Page text START

= Reeves College =

Reeves College is a private for-profit post-secondary facility with five campuses in Alberta, Canada. The college specializes in training students for business, art and design, legal and health care related careers in under two years. Programs are developed in direct consultation with the business and health care communities to satisfy industry demands for certain skill sets. The college continuously accepts applications for enrolment in the next session of each certified career program.

==Campus locations==

- Calgary City Centre
- Calgary North
- Edmonton
- Lethbridge
- Lloydminster

==History==
Reeves College was founded in 1961 in Lloydminster, Alberta by C.J. Reeves. Reeves developed secretarial programs based on his experiences as a secretary and instructor. Programs were designed to train the whole individual. Therefore, key curriculum elements included practical skill development (typing, dictation, etc.) as well as professionalism and personal deportment. The college quickly gained a reputation for cultivating knowledgeable business office professionals as local businesses began hiring Reeves College graduates.

Page text END
Data listing START

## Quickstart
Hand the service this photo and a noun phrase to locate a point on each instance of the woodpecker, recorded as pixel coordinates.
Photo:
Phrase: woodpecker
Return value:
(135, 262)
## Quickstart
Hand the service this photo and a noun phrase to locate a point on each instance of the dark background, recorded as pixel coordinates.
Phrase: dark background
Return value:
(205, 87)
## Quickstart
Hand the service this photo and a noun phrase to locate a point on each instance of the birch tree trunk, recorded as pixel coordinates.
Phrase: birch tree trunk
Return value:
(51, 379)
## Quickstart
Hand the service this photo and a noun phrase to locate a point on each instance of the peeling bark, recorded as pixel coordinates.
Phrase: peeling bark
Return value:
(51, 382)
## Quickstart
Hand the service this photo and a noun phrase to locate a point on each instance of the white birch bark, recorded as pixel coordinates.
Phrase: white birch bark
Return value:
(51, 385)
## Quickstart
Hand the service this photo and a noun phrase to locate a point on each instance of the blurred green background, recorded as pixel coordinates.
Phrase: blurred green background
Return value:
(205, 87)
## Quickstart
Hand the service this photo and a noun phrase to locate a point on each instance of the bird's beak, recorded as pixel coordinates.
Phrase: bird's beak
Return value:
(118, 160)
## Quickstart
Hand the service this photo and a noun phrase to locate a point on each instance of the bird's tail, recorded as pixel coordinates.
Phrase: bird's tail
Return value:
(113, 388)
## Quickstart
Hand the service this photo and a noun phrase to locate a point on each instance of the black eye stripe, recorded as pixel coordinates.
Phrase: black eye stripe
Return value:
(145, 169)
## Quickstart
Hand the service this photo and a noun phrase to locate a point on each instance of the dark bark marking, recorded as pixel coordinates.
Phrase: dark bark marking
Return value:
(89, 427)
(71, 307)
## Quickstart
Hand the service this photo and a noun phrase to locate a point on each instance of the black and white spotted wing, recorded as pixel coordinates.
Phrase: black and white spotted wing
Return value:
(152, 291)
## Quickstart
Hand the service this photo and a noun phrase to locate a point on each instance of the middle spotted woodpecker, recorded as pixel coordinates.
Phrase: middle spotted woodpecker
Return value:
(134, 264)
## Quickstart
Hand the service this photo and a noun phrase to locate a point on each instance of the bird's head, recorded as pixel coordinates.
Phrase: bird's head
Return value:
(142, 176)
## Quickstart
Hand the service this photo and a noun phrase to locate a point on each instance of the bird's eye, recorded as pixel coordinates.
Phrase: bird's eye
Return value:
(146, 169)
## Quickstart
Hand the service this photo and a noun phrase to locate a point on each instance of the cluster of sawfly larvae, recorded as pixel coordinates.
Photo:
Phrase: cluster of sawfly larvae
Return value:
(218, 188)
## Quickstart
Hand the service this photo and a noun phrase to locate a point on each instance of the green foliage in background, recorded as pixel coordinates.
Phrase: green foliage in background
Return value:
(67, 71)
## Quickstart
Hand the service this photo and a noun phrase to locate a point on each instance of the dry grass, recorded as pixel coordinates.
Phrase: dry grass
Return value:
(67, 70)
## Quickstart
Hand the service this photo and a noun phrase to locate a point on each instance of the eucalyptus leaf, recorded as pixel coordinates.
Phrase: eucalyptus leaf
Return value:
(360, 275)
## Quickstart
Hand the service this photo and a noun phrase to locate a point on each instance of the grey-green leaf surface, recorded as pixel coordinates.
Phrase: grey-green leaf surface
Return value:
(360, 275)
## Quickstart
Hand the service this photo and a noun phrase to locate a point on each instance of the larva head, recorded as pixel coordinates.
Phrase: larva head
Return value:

Data listing END

» **Required work**
1 - Answer these questions using the Reeves College article:
(a) How many campuses does the college have in Alberta?
(b) In what year and in which town was the college founded?
(c) What kind of programs did C.J. Reeves develop?
2 - Repeat word for word the stretch of the Reeves College article from "- Calgary City" through "Reeves College graduates.".
3 - Write the next part of the Reeves College article, picking up after its final sentence.

» **Written responses**
1 -
(a) Five.
(b) 1961, in Lloydminster, Alberta.
(c) Secretarial programs.

2 -
- Calgary City Centre
- Calgary North
- Edmonton
- Lethbridge
- Lloydminster

==History==
Reeves College was founded in 1961 in Lloydminster, Alberta by C.J. Reeves. Reeves developed secretarial programs based on his experiences as a secretary and instructor. Programs were designed to train the whole individual. Therefore, key curriculum elements included practical skill development (typing, dictation, etc.) as well as professionalism and personal deportment. The college quickly gained a reputation for cultivating knowledgeable business office professionals as local businesses began hiring Reeves College graduates.

3 -
In 2003, the Eminata Group purchased Reeves College and introduced health care career programs. In 2004, Reeves College opened a campus in downtown Edmonton, Alberta. The Calgary campus opened in 2006. In 2008, the college opened a second campus in Calgary and a campus in Lethbridge

==Programs==
Some of the more popular programs include:
- Legal Assistant (Paralegal)
- Graphic Design
- Addictions and Community Service Worker
- Business Administration Management
- Digital, Social Media & Web Marketing
- Health Care Administration
- Hospitality Management
- Accounting and Payroll Administrator
- Education assistant program

==Affiliations==

Reeves College offers vocational training licensed under the Private Vocational Schools Act. Additionally, the college holds membership with the Alberta Association of Career Colleges (AACC) and the National Association of Career Colleges (NACC).